=== Article ===
___

AFI/BFI #213: Small Faces (1996)

Director: Gillies MacKinnon
Writer: Billy MacKinnon, Gillies MacKinnon
John Keane: composer_name
AFI Rank:  -
BFI Rank: 98


Released the same year as Trainspotting the comparisons are only natural, but the films could not be more different. Both were still fresh when the BFI compiled their list in 1999. Trainspotting did not make the BFI Top 100 yet there at #98 is Small Faces. I had really looked forward to seeing this particular movie in the list. It fulfilled all the criteria. I had never seen or even heard of it, it had an excellent cast and a promising story. Maybe my expectations were too high going in.

___

=== Data records ===
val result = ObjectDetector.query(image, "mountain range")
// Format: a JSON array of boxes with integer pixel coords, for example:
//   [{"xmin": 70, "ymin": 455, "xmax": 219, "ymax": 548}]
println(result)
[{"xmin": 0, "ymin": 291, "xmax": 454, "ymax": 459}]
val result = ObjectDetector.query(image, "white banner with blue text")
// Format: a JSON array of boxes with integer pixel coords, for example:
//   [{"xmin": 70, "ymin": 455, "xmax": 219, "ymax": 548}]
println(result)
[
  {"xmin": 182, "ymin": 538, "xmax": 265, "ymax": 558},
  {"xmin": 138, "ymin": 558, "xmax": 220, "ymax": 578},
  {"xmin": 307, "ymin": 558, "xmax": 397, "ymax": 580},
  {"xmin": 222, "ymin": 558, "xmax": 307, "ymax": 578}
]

___

=== Task requirements ===
Extend the Small Faces review, picking up right after its final sentence.

=== Expected answer ===
Iain Robertson steals the show as youngest brother Lex
I was to be honest a little disappointed with Small Faces. There are certainly moments of brilliance and some incredible visual moments such as the streak of blood across the ice rink. The story is certainly intriguing. A coming of age story, a subject that british cinema has done so well with through the decades, combined with a gritty look at Glasgow in the sixties. I have fond memories of Ken Loach's Kess (also on the BFI list) and was expecting something similar here. And perhaps it is there. Had I watched this on its release in 1996 then perhaps it would benefit from a small tinge of nostalgia today.

Without ruining too much of the plot, for me this is very much a parallel of the Judas story. That central element is strong but gets lost in a series of unnecessary excursions that while adding to the realism also manage to diminish the film's overall coherence.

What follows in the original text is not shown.